Could you copy every one of the rows below word for word, leaving the pictures out of your answer?

## BEGIN Data excerpts

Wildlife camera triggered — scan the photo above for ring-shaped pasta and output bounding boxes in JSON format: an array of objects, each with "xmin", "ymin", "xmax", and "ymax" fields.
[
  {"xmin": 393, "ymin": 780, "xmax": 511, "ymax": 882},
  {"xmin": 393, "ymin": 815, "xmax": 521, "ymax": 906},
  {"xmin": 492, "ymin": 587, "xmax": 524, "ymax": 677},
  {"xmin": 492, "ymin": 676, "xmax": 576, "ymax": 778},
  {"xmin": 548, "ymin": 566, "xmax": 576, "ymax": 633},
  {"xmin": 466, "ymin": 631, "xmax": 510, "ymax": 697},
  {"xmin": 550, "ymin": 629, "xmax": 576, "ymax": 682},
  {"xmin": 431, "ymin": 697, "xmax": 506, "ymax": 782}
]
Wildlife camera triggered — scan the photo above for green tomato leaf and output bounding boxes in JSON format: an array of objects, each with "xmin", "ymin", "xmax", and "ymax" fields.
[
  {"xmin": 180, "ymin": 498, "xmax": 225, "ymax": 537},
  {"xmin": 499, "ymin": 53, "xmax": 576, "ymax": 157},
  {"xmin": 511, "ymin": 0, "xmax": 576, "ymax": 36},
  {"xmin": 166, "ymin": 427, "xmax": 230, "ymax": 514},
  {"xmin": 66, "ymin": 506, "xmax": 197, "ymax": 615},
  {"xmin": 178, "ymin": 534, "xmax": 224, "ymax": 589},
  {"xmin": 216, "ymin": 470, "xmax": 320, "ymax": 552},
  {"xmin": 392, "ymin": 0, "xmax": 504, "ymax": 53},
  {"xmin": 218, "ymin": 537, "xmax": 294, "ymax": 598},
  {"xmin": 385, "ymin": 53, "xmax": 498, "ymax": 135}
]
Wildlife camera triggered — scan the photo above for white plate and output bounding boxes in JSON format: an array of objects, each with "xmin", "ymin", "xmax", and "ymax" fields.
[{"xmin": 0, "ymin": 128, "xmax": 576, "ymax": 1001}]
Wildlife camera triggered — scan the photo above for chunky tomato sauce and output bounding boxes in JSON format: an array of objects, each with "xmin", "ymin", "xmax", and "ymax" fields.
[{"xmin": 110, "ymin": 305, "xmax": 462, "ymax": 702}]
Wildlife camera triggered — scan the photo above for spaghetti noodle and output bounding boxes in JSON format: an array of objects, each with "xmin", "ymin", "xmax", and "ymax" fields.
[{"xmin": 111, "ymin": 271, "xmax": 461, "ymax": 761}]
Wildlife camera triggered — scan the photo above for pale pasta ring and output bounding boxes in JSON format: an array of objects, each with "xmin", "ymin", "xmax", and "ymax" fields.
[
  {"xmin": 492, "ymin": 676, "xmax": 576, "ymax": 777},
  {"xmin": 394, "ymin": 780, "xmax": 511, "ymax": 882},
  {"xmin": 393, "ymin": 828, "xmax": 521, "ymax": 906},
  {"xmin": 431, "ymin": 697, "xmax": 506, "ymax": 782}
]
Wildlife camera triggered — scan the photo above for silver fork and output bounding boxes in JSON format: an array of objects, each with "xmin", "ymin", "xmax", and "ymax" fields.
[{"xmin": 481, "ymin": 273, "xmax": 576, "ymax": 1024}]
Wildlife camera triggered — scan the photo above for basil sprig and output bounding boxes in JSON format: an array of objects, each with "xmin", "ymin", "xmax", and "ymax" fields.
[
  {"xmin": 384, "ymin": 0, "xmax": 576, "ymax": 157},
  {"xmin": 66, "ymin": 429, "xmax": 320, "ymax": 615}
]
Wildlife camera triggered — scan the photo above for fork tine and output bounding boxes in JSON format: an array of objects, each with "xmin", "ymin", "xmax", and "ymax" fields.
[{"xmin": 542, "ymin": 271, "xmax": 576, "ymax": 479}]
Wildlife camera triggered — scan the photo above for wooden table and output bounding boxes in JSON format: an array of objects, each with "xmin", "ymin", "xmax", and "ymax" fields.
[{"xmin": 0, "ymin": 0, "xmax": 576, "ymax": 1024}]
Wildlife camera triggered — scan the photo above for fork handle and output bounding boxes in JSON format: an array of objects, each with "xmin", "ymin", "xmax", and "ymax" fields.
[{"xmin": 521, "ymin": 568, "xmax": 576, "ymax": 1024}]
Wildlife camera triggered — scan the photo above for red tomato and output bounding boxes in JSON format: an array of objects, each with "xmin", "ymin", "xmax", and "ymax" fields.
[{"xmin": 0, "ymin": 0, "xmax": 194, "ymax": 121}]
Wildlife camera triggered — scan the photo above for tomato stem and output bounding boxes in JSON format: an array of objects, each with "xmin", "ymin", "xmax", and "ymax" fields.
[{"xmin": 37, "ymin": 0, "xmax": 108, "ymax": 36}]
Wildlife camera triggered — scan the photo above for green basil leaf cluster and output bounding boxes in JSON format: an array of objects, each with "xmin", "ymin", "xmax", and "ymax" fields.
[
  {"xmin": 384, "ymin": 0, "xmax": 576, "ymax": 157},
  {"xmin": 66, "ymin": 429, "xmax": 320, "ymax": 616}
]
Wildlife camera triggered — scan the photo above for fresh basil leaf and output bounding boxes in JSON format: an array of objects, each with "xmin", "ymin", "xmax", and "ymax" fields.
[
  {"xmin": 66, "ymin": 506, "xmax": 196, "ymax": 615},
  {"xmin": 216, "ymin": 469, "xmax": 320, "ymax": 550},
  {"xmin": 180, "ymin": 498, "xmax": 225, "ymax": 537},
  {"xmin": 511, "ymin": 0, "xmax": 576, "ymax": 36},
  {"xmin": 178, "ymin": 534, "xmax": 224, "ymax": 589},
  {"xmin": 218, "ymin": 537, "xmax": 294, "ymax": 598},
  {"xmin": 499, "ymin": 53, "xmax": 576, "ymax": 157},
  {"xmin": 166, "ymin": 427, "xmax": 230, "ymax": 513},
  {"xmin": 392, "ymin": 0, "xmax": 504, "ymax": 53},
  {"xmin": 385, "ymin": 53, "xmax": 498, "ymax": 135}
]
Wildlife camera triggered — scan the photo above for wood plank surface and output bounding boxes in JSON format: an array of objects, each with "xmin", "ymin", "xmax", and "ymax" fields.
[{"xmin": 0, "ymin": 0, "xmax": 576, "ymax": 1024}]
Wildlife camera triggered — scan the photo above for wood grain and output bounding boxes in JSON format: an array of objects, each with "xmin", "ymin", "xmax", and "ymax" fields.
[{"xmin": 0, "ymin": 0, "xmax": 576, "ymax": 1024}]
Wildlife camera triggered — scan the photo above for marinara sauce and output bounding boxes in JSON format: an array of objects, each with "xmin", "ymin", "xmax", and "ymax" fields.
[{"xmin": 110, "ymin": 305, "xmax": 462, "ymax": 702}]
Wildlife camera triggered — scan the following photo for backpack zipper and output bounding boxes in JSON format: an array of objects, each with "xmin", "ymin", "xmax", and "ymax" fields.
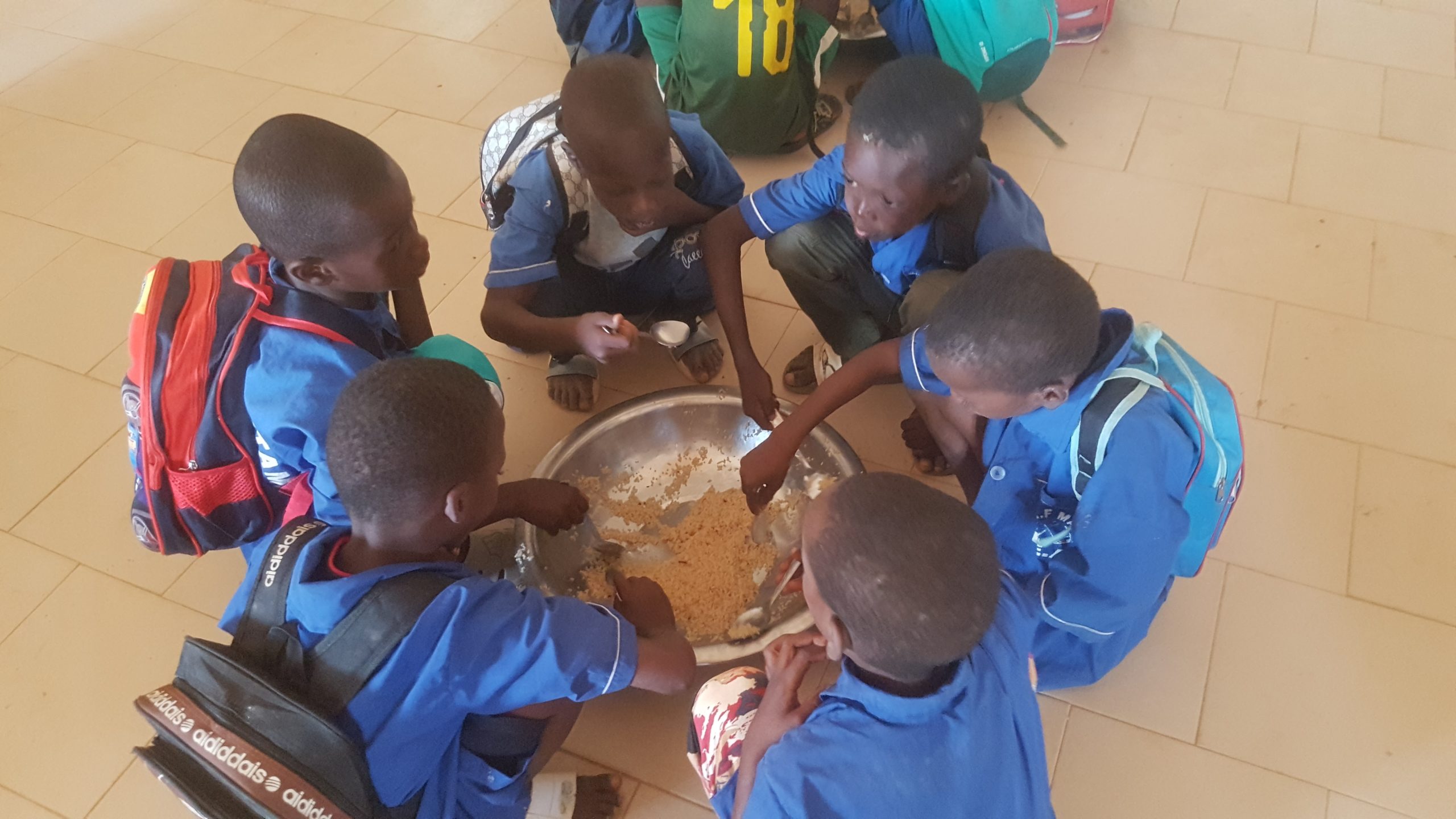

## END Data excerpts

• **Task output**
Wildlife camera triggered — scan the photo above for ring-shaped pasta and output bounding boxes in JSON format: an array of objects, each with "xmin", "ymin", "xmax", and "ymax" fields.
[
  {"xmin": 393, "ymin": 780, "xmax": 511, "ymax": 882},
  {"xmin": 393, "ymin": 815, "xmax": 521, "ymax": 906},
  {"xmin": 492, "ymin": 587, "xmax": 524, "ymax": 677},
  {"xmin": 492, "ymin": 676, "xmax": 576, "ymax": 778},
  {"xmin": 548, "ymin": 566, "xmax": 576, "ymax": 633},
  {"xmin": 466, "ymin": 631, "xmax": 510, "ymax": 697},
  {"xmin": 550, "ymin": 629, "xmax": 576, "ymax": 682},
  {"xmin": 431, "ymin": 697, "xmax": 506, "ymax": 782}
]
Wildlife camera triggered — scan the photo above for green tomato leaf and output bounding boxes in JSON format: an array of objects, each with "xmin", "ymin", "xmax", and "ymax" fields.
[
  {"xmin": 180, "ymin": 498, "xmax": 225, "ymax": 537},
  {"xmin": 499, "ymin": 53, "xmax": 576, "ymax": 157},
  {"xmin": 511, "ymin": 0, "xmax": 576, "ymax": 36},
  {"xmin": 166, "ymin": 427, "xmax": 230, "ymax": 514},
  {"xmin": 66, "ymin": 506, "xmax": 197, "ymax": 615},
  {"xmin": 178, "ymin": 534, "xmax": 224, "ymax": 589},
  {"xmin": 216, "ymin": 470, "xmax": 320, "ymax": 552},
  {"xmin": 392, "ymin": 0, "xmax": 504, "ymax": 53},
  {"xmin": 218, "ymin": 537, "xmax": 294, "ymax": 598},
  {"xmin": 385, "ymin": 53, "xmax": 498, "ymax": 135}
]
Wildlife camera triggered — scan the photo above for white plate and output bounding boxes in JSON format: an array of objects, each with "xmin", "ymin", "xmax", and "ymax" fields.
[{"xmin": 0, "ymin": 128, "xmax": 576, "ymax": 1001}]
Wildlife camera triggered — scan the photo above for chunky tomato sauce and output bounding boxes in JSON format: an array of objects, each with "xmin", "ymin", "xmax", and "ymax" fields.
[{"xmin": 110, "ymin": 305, "xmax": 462, "ymax": 702}]
Wildlife camera triggered — scan the photo above for spaghetti noodle and output bounding boxes in JSON format: an array of objects, each with "xmin", "ymin", "xmax", and "ymax" fields.
[{"xmin": 111, "ymin": 271, "xmax": 461, "ymax": 761}]
Wildlife camera triggered — scan the photo above for pale pasta ring and output bounding boxes in JSON format: an array of objects, each with "xmin", "ymin", "xmax", and "ymax" fields.
[
  {"xmin": 492, "ymin": 676, "xmax": 576, "ymax": 777},
  {"xmin": 394, "ymin": 780, "xmax": 511, "ymax": 882},
  {"xmin": 393, "ymin": 828, "xmax": 521, "ymax": 906},
  {"xmin": 431, "ymin": 697, "xmax": 506, "ymax": 782}
]
Wildlife camera triggered — scan the photo above for silver fork and output bounding boxes in JSON format: an array of objects, each with "xmin", "ymin", "xmax", and "ymax" fields.
[{"xmin": 481, "ymin": 273, "xmax": 576, "ymax": 1024}]
Wildlife camera triggered — scan the photo above for basil sprig and output bounding boxes in JSON format: an array of objects, each with "xmin", "ymin", "xmax", and "ymax" fields.
[
  {"xmin": 384, "ymin": 0, "xmax": 576, "ymax": 157},
  {"xmin": 66, "ymin": 429, "xmax": 320, "ymax": 615}
]
Wildlife camera triggered — scan the photo above for fork tine and output bounding boxes in JSON format: an array of objects, each with "xmin", "ymin", "xmax", and "ymax" fields.
[{"xmin": 542, "ymin": 271, "xmax": 576, "ymax": 479}]
Wildlife camera triggered — scan the photo above for wooden table and output bounding boxes in JSON format: an array of objects, each with "xmin", "ymin", "xmax", and "ymax" fields.
[{"xmin": 0, "ymin": 0, "xmax": 576, "ymax": 1024}]
Wildlife camera triggered — scan the photo above for fork handle and output bounding boxes in JSON format: an array of objects, each with "xmin", "ymin", "xmax", and "ymax" fields.
[{"xmin": 521, "ymin": 568, "xmax": 576, "ymax": 1024}]
Wildlife camera triggered — scan the photo above for red tomato and output bounding boxes in JSON format: an array of objects, each with "xmin", "ymin", "xmax", and "ymax" fields.
[{"xmin": 0, "ymin": 0, "xmax": 194, "ymax": 121}]
Wildlife camera triggered — scan the photo above for tomato stem and output bounding boxes in JSON format: an array of objects, each with "xmin", "ymin", "xmax", and "ymax" fields.
[{"xmin": 37, "ymin": 0, "xmax": 108, "ymax": 36}]
Wildlife camera triggered — scan the photo above for green basil leaf cluster and output bounding boxes in JSON format: an array of objects, each with "xmin", "ymin", "xmax", and "ymax" fields.
[
  {"xmin": 384, "ymin": 0, "xmax": 576, "ymax": 157},
  {"xmin": 66, "ymin": 429, "xmax": 320, "ymax": 616}
]
Wildlife camera triggered — scan the photo above for fresh basil leaf and output bounding boxes in JSON format: an array of objects, each with "xmin", "ymin", "xmax", and "ymax" fields.
[
  {"xmin": 66, "ymin": 506, "xmax": 196, "ymax": 615},
  {"xmin": 216, "ymin": 469, "xmax": 320, "ymax": 550},
  {"xmin": 180, "ymin": 498, "xmax": 225, "ymax": 537},
  {"xmin": 511, "ymin": 0, "xmax": 576, "ymax": 36},
  {"xmin": 178, "ymin": 534, "xmax": 224, "ymax": 589},
  {"xmin": 218, "ymin": 537, "xmax": 294, "ymax": 598},
  {"xmin": 499, "ymin": 53, "xmax": 576, "ymax": 157},
  {"xmin": 166, "ymin": 427, "xmax": 230, "ymax": 513},
  {"xmin": 392, "ymin": 0, "xmax": 504, "ymax": 53},
  {"xmin": 385, "ymin": 53, "xmax": 498, "ymax": 135}
]
Wildlife camera triggered — scan the photo above for wood plank surface and output bounding boxes in JSON format: an array of objects, each with "xmin", "ymin", "xmax", and "ymax" fields.
[{"xmin": 0, "ymin": 0, "xmax": 576, "ymax": 1024}]
Wildlife camera triggered — scan the photo above for wood grain and output bounding boxes in JSON format: an array of objects, each with "xmin", "ymin", "xmax", and "ymax" fields.
[{"xmin": 0, "ymin": 0, "xmax": 576, "ymax": 1024}]
Wildlife camera triggered — scan the photo above for marinara sauce and output bounding boxes in JSON format: an array of objects, each with "xmin", "ymin", "xmax", and "ymax" fields.
[{"xmin": 110, "ymin": 305, "xmax": 462, "ymax": 702}]
Wildlife camera triggered — scan the following photo for backpack zipper and output bounding boxes in JSON format: an array of objects, each with "xmin", "ymin", "xmax", and "ymax" fields.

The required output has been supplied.